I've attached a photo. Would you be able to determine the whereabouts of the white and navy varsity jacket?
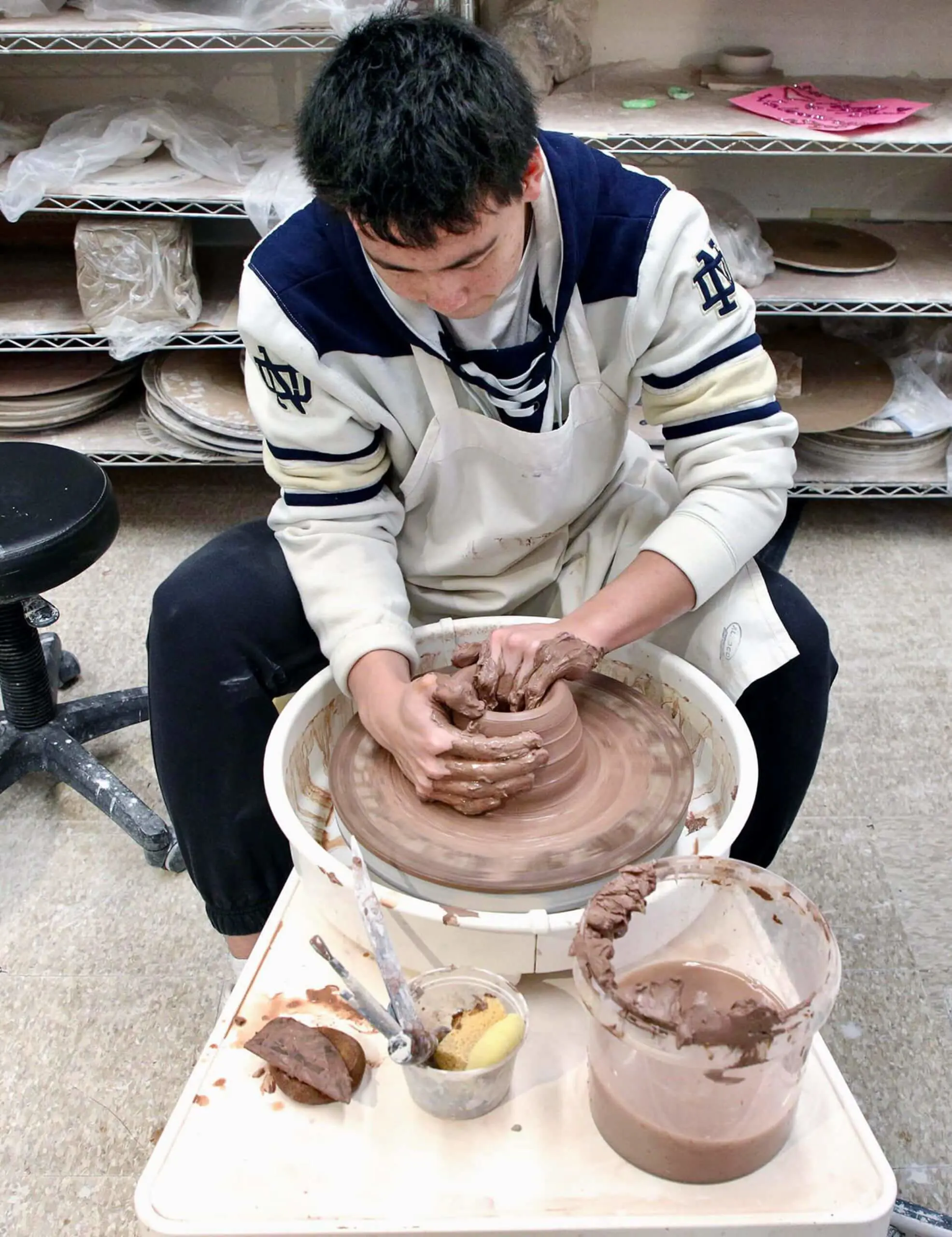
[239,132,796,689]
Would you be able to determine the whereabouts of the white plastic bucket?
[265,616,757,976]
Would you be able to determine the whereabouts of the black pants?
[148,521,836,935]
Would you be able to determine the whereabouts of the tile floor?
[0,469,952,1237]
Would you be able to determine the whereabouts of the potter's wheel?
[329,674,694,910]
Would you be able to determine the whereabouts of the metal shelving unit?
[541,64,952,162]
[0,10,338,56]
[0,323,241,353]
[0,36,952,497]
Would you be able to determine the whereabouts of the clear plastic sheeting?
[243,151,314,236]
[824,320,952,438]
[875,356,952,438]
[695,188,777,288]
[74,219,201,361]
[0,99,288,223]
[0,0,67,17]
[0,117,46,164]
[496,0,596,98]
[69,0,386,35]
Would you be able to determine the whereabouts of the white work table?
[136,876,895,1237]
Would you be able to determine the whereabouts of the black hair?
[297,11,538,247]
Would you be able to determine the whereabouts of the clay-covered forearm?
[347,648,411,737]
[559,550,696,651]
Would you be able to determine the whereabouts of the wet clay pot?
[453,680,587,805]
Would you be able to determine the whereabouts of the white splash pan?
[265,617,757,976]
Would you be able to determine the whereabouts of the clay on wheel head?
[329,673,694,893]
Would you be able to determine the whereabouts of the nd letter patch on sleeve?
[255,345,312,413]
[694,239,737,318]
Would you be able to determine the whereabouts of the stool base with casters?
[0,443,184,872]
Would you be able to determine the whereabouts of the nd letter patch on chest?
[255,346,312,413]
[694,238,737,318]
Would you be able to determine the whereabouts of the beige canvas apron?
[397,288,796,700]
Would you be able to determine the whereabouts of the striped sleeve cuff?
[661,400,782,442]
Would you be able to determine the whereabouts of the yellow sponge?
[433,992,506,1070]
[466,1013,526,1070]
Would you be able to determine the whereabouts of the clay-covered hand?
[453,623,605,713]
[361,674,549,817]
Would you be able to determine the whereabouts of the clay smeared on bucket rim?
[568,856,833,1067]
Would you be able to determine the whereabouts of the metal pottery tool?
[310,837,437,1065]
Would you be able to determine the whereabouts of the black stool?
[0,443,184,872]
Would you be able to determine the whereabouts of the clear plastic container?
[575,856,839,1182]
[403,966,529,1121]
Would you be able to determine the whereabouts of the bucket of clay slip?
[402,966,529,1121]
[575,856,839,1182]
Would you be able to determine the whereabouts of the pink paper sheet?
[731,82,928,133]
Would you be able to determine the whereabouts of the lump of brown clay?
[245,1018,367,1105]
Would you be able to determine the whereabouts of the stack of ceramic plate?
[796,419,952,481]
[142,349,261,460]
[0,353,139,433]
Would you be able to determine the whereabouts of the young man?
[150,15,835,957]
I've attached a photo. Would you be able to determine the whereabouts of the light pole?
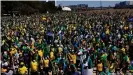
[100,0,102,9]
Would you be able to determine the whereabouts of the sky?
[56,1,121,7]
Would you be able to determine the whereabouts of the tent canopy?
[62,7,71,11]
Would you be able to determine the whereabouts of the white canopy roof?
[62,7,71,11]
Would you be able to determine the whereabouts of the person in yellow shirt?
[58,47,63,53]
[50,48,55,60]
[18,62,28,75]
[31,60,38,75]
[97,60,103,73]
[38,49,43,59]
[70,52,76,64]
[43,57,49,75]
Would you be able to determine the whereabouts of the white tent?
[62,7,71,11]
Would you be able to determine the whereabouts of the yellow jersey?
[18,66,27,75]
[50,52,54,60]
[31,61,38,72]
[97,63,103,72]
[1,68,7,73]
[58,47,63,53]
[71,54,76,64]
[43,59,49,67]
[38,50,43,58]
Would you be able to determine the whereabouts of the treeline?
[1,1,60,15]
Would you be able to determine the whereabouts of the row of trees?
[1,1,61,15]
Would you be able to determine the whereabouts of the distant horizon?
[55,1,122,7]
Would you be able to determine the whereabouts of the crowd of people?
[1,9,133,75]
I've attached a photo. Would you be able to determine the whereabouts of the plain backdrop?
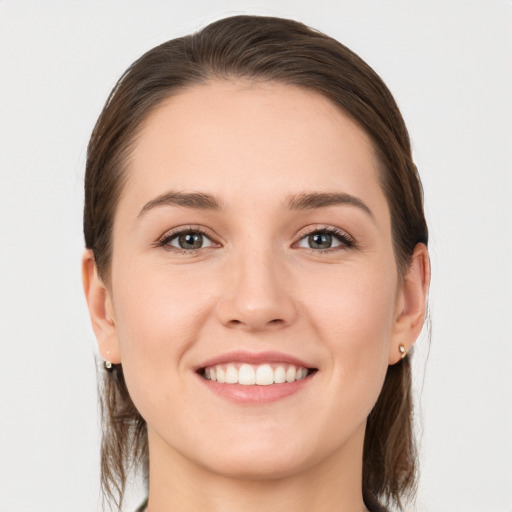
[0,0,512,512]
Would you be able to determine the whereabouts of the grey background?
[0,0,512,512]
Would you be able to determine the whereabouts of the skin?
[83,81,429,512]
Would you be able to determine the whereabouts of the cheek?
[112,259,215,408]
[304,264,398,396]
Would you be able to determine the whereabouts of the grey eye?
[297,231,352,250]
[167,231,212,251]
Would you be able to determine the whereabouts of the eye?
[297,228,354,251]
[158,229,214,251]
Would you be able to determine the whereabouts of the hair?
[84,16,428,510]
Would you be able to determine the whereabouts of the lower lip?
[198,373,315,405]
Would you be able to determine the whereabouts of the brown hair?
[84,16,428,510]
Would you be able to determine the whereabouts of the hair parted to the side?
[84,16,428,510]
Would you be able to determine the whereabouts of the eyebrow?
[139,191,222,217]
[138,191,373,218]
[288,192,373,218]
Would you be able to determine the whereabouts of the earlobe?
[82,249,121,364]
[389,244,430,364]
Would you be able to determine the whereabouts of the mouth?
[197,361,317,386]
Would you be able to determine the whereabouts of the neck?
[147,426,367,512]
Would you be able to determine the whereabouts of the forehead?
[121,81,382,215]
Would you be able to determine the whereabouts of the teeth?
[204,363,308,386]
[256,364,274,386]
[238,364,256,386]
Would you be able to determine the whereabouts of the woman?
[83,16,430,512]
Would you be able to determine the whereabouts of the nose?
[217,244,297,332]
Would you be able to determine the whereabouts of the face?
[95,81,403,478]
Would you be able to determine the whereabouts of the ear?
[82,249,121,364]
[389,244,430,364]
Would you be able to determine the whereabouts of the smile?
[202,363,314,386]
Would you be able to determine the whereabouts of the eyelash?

Prompt —
Count the lines in the records above that contain the string "stool", treating uppercase and lowercase as distinct. Give only the number.

Solution to this exercise —
2